## begin Text block
I agree. Idea generation should be seperated from idea selection. Because they are two very different processes with completely different requirements.
I also observed the tendency that managers want to prioritise ideas instead of generate ideas. The most absurd thing: Often there is at first an idea management system ... and no plan to fill it with ideas!
The top three things I'm missing in the first phases of the innovation process (idea generation):
* A well-defined strategy that defines which ideas are needed (product ideas, business opportunties, ideas for advertising, ideas for improvement...).
* Quality criteria that define which attributes of ideas are most important.
* A system for clustering ideas according to your strategy.
In my opinion (I'm being provocative now!) the problem in idea generation is that nobody thinks about the desired outcome. The consequences: There is no strategy, there are no quality criteria ... and in fact no plan for prioritising ideas ... and in the end there are no good ideas!
My conclusion:
Idea generation is one of the most important parts in the innovation process. Without ideas there is no need for an innovation management system. But you have to describe which ideas you will need and design the generation process accordingly. Then you will get your desired outcome.
Best regards
Jana
Posted by: Jana Görs | September 01, 2008 at 12:22 PM
Jana, your comment addresses the main theme of the blog: companies need to learn to "innovate on command" before they worry about all the other aspects of innovation management. Fortunately, there are highly effective methods to ideate systematically.
I also note your comment about the need to describe the kind of ideas the company will need. I agree with this, too. Take a look at the post, "Innovation Follows Strategy" from February. I think it addresses this issue as well.
Thanks for reading the Blog!
Best regards,
Drew
Posted by: Drew | September 01, 2008 at 01:51 PM
Thank you, Drew! I will look at your recommended post.
## end Text block
## begin Record excerpts
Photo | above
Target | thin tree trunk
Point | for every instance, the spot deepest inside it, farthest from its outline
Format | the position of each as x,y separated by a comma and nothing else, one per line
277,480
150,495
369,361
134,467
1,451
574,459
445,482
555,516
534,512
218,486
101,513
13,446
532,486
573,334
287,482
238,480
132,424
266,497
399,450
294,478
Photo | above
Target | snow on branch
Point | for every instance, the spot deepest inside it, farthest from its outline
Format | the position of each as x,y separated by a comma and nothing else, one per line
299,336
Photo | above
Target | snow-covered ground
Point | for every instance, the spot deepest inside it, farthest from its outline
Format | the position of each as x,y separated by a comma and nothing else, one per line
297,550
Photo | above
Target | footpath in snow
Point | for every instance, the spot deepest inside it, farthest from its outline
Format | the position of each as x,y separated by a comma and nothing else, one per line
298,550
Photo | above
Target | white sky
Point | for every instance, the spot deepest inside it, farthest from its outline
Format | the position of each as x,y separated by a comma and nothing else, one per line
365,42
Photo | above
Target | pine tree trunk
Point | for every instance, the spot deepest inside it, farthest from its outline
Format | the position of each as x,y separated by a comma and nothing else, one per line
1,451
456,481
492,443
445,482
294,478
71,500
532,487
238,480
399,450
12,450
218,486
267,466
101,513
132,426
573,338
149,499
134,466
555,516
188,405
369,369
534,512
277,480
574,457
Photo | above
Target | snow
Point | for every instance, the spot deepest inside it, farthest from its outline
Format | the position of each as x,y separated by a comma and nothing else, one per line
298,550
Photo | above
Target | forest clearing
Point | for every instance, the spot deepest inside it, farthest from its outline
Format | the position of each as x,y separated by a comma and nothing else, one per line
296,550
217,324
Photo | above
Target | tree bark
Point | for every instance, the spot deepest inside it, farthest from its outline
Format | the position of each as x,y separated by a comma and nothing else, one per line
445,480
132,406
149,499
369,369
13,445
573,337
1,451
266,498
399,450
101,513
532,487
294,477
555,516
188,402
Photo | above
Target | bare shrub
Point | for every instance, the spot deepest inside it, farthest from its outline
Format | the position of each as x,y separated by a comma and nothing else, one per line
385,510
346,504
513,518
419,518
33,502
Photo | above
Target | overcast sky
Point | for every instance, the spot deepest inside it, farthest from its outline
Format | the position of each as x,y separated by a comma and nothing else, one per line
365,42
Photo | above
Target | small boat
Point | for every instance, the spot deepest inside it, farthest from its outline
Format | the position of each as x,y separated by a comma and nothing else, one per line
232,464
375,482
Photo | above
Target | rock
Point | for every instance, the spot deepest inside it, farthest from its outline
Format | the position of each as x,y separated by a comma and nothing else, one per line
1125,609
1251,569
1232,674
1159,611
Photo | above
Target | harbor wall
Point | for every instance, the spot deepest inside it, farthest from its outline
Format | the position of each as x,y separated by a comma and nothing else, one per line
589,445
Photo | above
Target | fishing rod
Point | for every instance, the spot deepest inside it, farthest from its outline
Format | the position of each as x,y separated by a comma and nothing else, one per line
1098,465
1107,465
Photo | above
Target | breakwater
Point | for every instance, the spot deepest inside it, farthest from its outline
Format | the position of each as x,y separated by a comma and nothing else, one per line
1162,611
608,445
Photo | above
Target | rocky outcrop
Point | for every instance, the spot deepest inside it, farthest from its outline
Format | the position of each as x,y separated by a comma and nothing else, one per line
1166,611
## end Record excerpts
[Job 1] In the comment thread on idea generation, which February post does Drew recommend?
[Job 2] In the comment thread, swap "managers" for "executives" and give the passage starting with "I also observed" and going on through "it with ideas!".

[Exercise answer 1] "Innovation Follows Strategy"

[Exercise answer 2]
I also observed the tendency that executives want to prioritise ideas instead of generate ideas. The most absurd thing: Often there is at first an idea management system ... and no plan to fill it with ideas!